#### Information supplied:
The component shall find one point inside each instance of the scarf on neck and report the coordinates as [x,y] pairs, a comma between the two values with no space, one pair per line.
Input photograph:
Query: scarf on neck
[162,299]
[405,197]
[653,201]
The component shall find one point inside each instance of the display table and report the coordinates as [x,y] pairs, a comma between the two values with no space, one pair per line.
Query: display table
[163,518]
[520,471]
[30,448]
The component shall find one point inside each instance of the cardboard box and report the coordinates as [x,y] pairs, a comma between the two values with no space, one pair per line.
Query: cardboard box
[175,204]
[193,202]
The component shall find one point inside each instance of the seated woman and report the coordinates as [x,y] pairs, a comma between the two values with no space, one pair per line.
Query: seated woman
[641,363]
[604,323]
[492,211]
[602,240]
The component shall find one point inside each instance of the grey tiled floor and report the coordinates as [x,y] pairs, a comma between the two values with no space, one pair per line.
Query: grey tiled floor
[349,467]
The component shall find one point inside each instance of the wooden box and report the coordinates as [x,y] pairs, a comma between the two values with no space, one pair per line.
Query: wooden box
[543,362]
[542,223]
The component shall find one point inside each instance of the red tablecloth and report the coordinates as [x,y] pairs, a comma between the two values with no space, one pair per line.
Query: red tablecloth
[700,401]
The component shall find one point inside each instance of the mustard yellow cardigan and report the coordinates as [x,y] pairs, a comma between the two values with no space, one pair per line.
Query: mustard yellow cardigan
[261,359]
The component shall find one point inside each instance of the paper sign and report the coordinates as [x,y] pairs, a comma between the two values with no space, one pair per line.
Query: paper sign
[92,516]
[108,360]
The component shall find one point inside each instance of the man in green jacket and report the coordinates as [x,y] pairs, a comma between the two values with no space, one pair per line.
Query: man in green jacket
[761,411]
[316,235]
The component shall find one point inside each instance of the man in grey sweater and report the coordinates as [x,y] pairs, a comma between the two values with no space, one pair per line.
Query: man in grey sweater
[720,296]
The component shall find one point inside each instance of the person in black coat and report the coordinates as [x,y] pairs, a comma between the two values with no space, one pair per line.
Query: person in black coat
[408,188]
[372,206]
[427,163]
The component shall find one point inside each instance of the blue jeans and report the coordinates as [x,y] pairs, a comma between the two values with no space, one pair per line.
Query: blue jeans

#### Required action:
Output the full listing without altering anything.

#### Answer to the exercise:
The component shall find one point inside each instance of the scarf on neck and report the coordinates as [x,y] pairs, a comma between the two values with no space, one pair per line.
Input photograph:
Query: scarf on neck
[162,299]
[405,197]
[653,201]
The component shall find one point inside each instance of the display table and report the coordinates as [x,y] pairs, a comma between the two values with no space, one pair per line.
Query: display table
[163,518]
[520,471]
[30,448]
The component shall find one point inside each instance of the cardboard box and report the coordinates as [x,y] pairs, a comma between the two values with no space, one pair per line.
Query: cardboard box
[175,204]
[193,202]
The component shall find one point inside each instance of the seated woman and report the coordinates as [x,y] pairs, a comma between the two values with no space, one pair per line.
Query: seated woman
[641,363]
[604,323]
[492,211]
[602,240]
The component shall find one point inside each instance of the grey tiled floor and report the coordinates as [x,y] pairs, a comma between the two values with no space, one pair per line.
Query: grey tiled floor
[349,467]
The component shall find one point inside each instance of the wooden box and report the coordinates as [x,y] pairs, a comma between the two values with no space, one pair per line.
Query: wooden box
[543,362]
[542,223]
The component shall find one point inside each instance of the red tablecloth and report the coordinates as [x,y] pairs, a comma between the two values with no space, one pair per line.
Query: red tablecloth
[700,401]
The component shall find one point inside each instance of the mustard yellow cardigan and report the coordinates as [x,y] pairs, a comma between the two values with no space, one pair per line.
Query: mustard yellow cardigan
[261,359]
The component shall find one point inside each instance of the paper sign and report the coordinates as [x,y] pairs, a comma between the two values with no space, one pair per line.
Query: paper sign
[92,516]
[108,360]
The component shall find one point inside each instance of the man in green jacket and report the coordinates as [x,y] pairs, a comma between the two values with no space, one pair per line.
Query: man in green jacket
[761,411]
[316,235]
The component shall find one point inside each instance of the man in grey sweater and report the coordinates as [x,y] pairs, a comma between the two values with no space, one pair per line.
Query: man in grey sweater
[720,296]
The component shall find one point inside each instance of the person in black coat and report the coordinates as [x,y] pairs, a comma between the two values with no space, one pair per line.
Query: person in black coat
[408,188]
[372,206]
[427,163]
The component shall find one point inside each instance of the blue jeans and report the coordinates as [x,y] pairs, a comma between the two values with no space, one pair per line.
Query: blue jeans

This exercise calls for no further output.